## DESCRIPTION OF THE TASK
The expected output is every line from the one containing "rough mask: <svg" to the end of the data below, exactly, and no other line.

=== TASK DATA ===

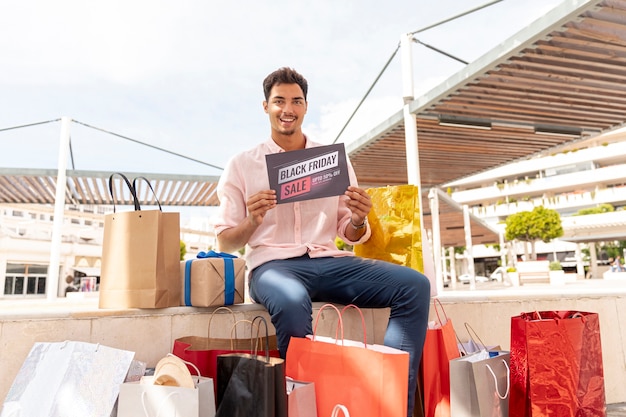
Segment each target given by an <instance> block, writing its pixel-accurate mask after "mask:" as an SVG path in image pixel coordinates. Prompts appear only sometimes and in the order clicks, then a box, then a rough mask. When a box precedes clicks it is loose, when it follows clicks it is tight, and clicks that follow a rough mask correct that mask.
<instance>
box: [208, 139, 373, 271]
mask: <svg viewBox="0 0 626 417" xmlns="http://www.w3.org/2000/svg"><path fill="white" fill-rule="evenodd" d="M315 146H320V144H318V143H314V142H312V141H310V140H308V139H307V141H306V147H307V148H312V147H315ZM277 152H284V150H283V149H282V148H281V147H279V146H278V145H277V144H276V143H275V142H274V141H273V140H271V139H270V140H268V141H266V142H264V143H261V144H259V145H258V146H256V147H254V148H252V149H250V150H247V151H244V152H242V153H239V154H238V155H236V156H235V157H233V158H232V159H231V160H230V161H229V162H228V164H227V166H226V169H225V170H224V173H223V174H222V176H221V177H220V180H219V183H218V186H217V195H218V197H219V200H220V207H219V210H218V214H217V216H216V218H215V220H214V225H215V233H216V234H220V233H221V232H222V231H223V230H226V229H228V228H231V227H234V226H236V225H238V224H239V223H240V222H241V221H242V220H244V219H245V218H246V216H247V215H248V213H247V209H246V201H247V200H248V198H249V197H250V196H251V195H253V194H255V193H257V192H259V191H261V190H269V188H270V186H269V180H268V177H267V167H266V163H265V155H267V154H272V153H277ZM348 172H349V176H350V184H352V185H355V186H356V185H357V179H356V175H355V173H354V169H353V168H352V165H351V164H350V161H349V160H348ZM346 198H347V197H345V196H343V195H342V196H337V197H326V198H319V199H314V200H306V201H299V202H293V203H283V204H279V205H277V206H276V207H275V208H274V209H272V210H270V211H269V212H268V213H267V214H266V215H265V217H264V219H263V223H262V224H261V225H260V226H259V228H258V229H257V230H256V231H255V233H254V234H253V235H252V237H251V238H250V241H249V242H248V249H247V251H246V262H247V264H248V268H249V270H252V269H254V268H255V267H257V266H259V265H261V264H263V263H265V262H267V261H270V260H274V259H287V258H293V257H298V256H302V255H304V254H305V253H308V254H309V256H310V257H311V258H316V257H323V256H353V255H354V254H353V253H352V252H349V251H342V250H339V249H337V246H336V245H335V238H336V237H337V236H339V237H340V238H341V239H343V240H344V241H345V242H346V243H349V244H356V243H363V242H365V241H366V240H367V239H369V237H370V234H371V231H370V230H369V226H368V228H367V231H366V232H365V234H364V235H363V236H362V237H361V239H359V240H358V241H356V242H353V241H350V240H348V239H347V238H346V236H345V229H346V226H348V224H349V223H350V217H351V212H350V209H349V208H348V207H347V205H346V202H345V201H346Z"/></svg>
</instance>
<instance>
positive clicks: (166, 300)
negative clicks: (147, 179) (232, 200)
mask: <svg viewBox="0 0 626 417" xmlns="http://www.w3.org/2000/svg"><path fill="white" fill-rule="evenodd" d="M115 175H119V176H121V177H122V178H123V180H124V182H125V183H126V185H127V187H128V190H129V192H130V196H131V199H132V201H133V202H134V210H133V211H126V212H115V208H114V212H113V213H111V214H107V215H105V218H104V239H103V243H102V275H101V277H100V300H99V306H100V308H164V307H175V306H178V305H179V304H180V293H181V288H180V273H179V265H180V215H179V213H165V212H163V211H162V210H161V205H160V203H159V209H158V210H141V207H140V206H139V201H138V198H137V195H136V190H135V186H134V184H131V183H130V181H129V180H128V179H127V178H126V177H125V176H124V175H122V174H113V175H111V177H110V178H109V191H110V192H111V195H112V197H113V202H114V203H115V201H116V198H115V194H114V192H113V190H114V186H113V182H114V181H113V177H114V176H115ZM140 178H142V179H143V177H140ZM146 182H148V181H147V180H146ZM148 185H150V183H149V182H148ZM150 189H152V186H151V185H150ZM157 203H158V201H157ZM114 207H115V206H114Z"/></svg>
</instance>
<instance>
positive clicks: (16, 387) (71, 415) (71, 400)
mask: <svg viewBox="0 0 626 417" xmlns="http://www.w3.org/2000/svg"><path fill="white" fill-rule="evenodd" d="M134 355H135V354H134V352H129V351H125V350H119V349H114V348H110V347H107V346H102V345H98V344H92V343H85V342H73V341H66V342H55V343H40V342H38V343H35V344H34V345H33V347H32V349H31V351H30V353H29V354H28V356H27V357H26V360H25V361H24V363H23V364H22V367H21V368H20V370H19V371H18V374H17V376H16V377H15V380H14V381H13V384H12V385H11V388H10V389H9V393H8V394H7V397H6V399H5V401H4V404H3V406H2V410H1V411H0V417H34V416H37V417H85V416H92V417H109V416H110V415H111V411H112V410H113V406H114V405H115V400H116V399H117V396H118V393H119V388H120V384H121V383H122V382H124V378H125V377H126V374H127V372H128V369H129V367H130V364H131V362H132V360H133V357H134Z"/></svg>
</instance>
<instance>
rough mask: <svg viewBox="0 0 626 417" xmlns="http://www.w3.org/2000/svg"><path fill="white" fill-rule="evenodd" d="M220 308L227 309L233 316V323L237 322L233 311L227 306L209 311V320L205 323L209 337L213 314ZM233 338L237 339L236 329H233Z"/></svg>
mask: <svg viewBox="0 0 626 417" xmlns="http://www.w3.org/2000/svg"><path fill="white" fill-rule="evenodd" d="M220 310H224V311H228V312H229V313H230V315H231V316H232V318H233V324H235V323H237V318H236V317H235V312H234V311H233V310H231V309H230V308H228V307H218V308H216V309H215V310H213V312H212V313H211V316H210V317H209V322H208V323H207V337H208V339H209V340H210V339H211V320H213V316H214V315H215V313H217V312H218V311H220ZM235 339H237V329H235Z"/></svg>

===

## THE ANSWER
rough mask: <svg viewBox="0 0 626 417" xmlns="http://www.w3.org/2000/svg"><path fill="white" fill-rule="evenodd" d="M220 308L227 309L233 316V323L237 322L233 311L227 306L209 311V320L205 323L209 337L213 314ZM233 338L237 339L236 329H233Z"/></svg>
mask: <svg viewBox="0 0 626 417" xmlns="http://www.w3.org/2000/svg"><path fill="white" fill-rule="evenodd" d="M220 310H224V311H228V312H229V313H230V315H231V316H232V318H233V324H235V323H237V318H236V317H235V312H234V311H233V310H231V309H230V308H228V307H218V308H216V309H215V310H213V312H212V313H211V316H210V317H209V322H208V323H207V337H208V339H209V340H210V339H211V320H213V316H214V315H215V313H217V312H218V311H220ZM235 339H237V329H235Z"/></svg>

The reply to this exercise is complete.